■ DATA SHOWN:
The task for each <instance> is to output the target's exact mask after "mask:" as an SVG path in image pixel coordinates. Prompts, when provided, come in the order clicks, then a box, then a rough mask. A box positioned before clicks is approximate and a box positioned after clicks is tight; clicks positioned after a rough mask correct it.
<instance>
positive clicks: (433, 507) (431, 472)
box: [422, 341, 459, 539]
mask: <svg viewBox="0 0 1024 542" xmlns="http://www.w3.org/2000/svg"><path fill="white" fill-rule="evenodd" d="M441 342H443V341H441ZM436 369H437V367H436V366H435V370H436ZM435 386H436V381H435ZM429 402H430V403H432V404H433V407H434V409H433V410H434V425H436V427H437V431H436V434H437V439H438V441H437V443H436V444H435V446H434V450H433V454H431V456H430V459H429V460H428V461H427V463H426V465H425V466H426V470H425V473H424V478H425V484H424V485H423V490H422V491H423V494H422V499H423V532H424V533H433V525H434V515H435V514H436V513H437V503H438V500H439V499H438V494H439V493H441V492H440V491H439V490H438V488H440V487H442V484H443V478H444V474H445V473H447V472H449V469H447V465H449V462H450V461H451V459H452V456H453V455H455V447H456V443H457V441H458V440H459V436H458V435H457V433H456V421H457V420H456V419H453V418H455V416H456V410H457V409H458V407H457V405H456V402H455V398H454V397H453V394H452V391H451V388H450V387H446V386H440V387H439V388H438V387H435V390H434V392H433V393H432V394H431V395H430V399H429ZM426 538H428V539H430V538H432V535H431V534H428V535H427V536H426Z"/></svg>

■ WHAT IS NEEDED:
Exact repetition is required: return every record shown above.

■ YOUR SOLUTION:
The task for each <instance> is to output the target's exact mask after "mask:" as an SVG path in image pixel coordinates. Prompts, when provided, come in the order clicks, then a box, then a rough mask. A box positioned before clicks is approximate and a box positioned after clicks is tight; clicks positioned after a rough mask correct it.
<instance>
positive clicks: (433, 507) (431, 472)
box: [422, 341, 459, 539]
mask: <svg viewBox="0 0 1024 542" xmlns="http://www.w3.org/2000/svg"><path fill="white" fill-rule="evenodd" d="M441 342H443V341H441ZM436 369H437V367H436V366H435V370H436ZM435 386H436V381H435ZM429 402H430V403H432V404H433V407H434V409H433V410H434V425H436V427H437V431H436V434H437V439H438V441H437V443H436V444H435V446H434V450H433V454H431V456H430V459H429V460H428V461H427V463H426V465H425V466H426V470H425V473H424V478H425V484H424V485H423V490H422V491H423V494H422V499H423V532H424V533H433V525H434V515H435V514H436V513H437V503H438V500H439V499H438V494H439V493H441V492H440V491H439V490H438V488H440V487H442V484H443V478H444V474H445V473H447V472H449V469H447V465H449V462H450V461H451V459H452V456H453V455H455V447H456V443H457V441H458V440H459V436H458V435H457V433H456V421H457V420H456V419H453V418H455V416H456V410H457V409H458V407H457V405H456V402H455V398H454V397H453V394H452V391H451V388H450V387H446V386H440V387H439V388H438V387H435V390H434V392H433V393H432V394H431V395H430V399H429ZM426 538H428V539H430V538H432V535H431V534H428V535H427V536H426Z"/></svg>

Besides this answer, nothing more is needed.